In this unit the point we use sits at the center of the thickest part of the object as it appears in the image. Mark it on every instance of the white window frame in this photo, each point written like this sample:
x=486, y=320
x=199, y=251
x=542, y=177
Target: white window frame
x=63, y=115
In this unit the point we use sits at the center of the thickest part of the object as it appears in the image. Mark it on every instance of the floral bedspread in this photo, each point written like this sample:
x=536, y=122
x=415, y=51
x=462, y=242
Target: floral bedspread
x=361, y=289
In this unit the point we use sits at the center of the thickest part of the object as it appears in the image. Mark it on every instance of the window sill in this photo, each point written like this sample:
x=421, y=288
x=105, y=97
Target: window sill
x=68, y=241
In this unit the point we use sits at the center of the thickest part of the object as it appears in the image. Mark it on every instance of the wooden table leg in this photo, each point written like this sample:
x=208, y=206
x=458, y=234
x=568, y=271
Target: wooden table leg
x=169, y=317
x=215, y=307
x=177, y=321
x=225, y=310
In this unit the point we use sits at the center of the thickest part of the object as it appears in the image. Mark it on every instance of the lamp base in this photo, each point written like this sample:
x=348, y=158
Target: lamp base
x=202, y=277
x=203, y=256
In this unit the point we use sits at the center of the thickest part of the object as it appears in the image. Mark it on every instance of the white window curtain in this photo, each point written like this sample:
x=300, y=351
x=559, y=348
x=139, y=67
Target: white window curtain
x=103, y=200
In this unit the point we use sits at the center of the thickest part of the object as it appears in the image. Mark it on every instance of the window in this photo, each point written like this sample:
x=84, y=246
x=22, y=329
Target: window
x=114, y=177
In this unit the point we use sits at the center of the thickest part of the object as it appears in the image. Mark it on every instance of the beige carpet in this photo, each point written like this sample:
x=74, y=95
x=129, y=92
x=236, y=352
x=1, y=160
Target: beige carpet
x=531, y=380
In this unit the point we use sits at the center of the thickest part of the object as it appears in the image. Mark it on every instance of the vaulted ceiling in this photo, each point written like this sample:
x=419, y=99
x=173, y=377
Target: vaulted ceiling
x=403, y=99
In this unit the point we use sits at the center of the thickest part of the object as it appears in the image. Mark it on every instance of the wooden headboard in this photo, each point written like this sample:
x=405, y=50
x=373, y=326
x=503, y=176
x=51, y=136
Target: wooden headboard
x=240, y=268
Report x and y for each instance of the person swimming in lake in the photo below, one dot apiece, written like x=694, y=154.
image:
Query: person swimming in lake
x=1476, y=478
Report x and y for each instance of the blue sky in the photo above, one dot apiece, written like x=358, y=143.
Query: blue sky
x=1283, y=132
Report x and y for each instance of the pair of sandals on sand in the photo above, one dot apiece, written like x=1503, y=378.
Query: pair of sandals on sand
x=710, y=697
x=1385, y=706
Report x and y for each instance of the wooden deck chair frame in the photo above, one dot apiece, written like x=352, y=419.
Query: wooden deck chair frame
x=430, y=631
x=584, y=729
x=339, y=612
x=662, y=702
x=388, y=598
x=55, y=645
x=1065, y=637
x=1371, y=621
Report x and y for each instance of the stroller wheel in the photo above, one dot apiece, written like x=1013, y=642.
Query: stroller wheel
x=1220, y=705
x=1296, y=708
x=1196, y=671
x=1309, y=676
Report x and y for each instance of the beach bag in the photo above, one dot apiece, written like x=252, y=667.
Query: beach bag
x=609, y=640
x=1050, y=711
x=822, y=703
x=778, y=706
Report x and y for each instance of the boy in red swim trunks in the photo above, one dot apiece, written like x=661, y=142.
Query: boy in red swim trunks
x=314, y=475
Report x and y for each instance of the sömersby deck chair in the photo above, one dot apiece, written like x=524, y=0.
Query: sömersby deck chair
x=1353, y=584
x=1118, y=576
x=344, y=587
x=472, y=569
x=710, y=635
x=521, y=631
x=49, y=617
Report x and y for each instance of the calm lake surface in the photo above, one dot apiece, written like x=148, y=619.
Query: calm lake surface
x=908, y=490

::::

ABOUT THIS TASK:
Find the word "above" in the records, and report each line that has it.

ANSWER BELOW:
Report x and y for each instance of the blue sky in the photo above, one dot apiece, written like x=358, y=143.
Report x and y for each instance of the pair of sandals on sand in the photo above, one dot apiece, written like x=1503, y=378.
Report x and y for each instance of the wooden deck chair frame in the photo above, one dot apiece, written like x=352, y=419.
Report x and y for each instance of the stroller wheel in the photo above, one dot apiece, written like x=1013, y=642.
Report x and y for each instance of the beach bag in the photo above, one dot apiece, written like x=252, y=667.
Report x and y for each instance of the boy in red swim trunks in the photo above, one dot apiece, written like x=661, y=142.
Report x and y for each instance of the sömersby deck chair in the photo above, one dot apiece, written like x=524, y=0.
Report x and y for each instance of the calm lake surface in the photo above, one dot apiece, written like x=148, y=619.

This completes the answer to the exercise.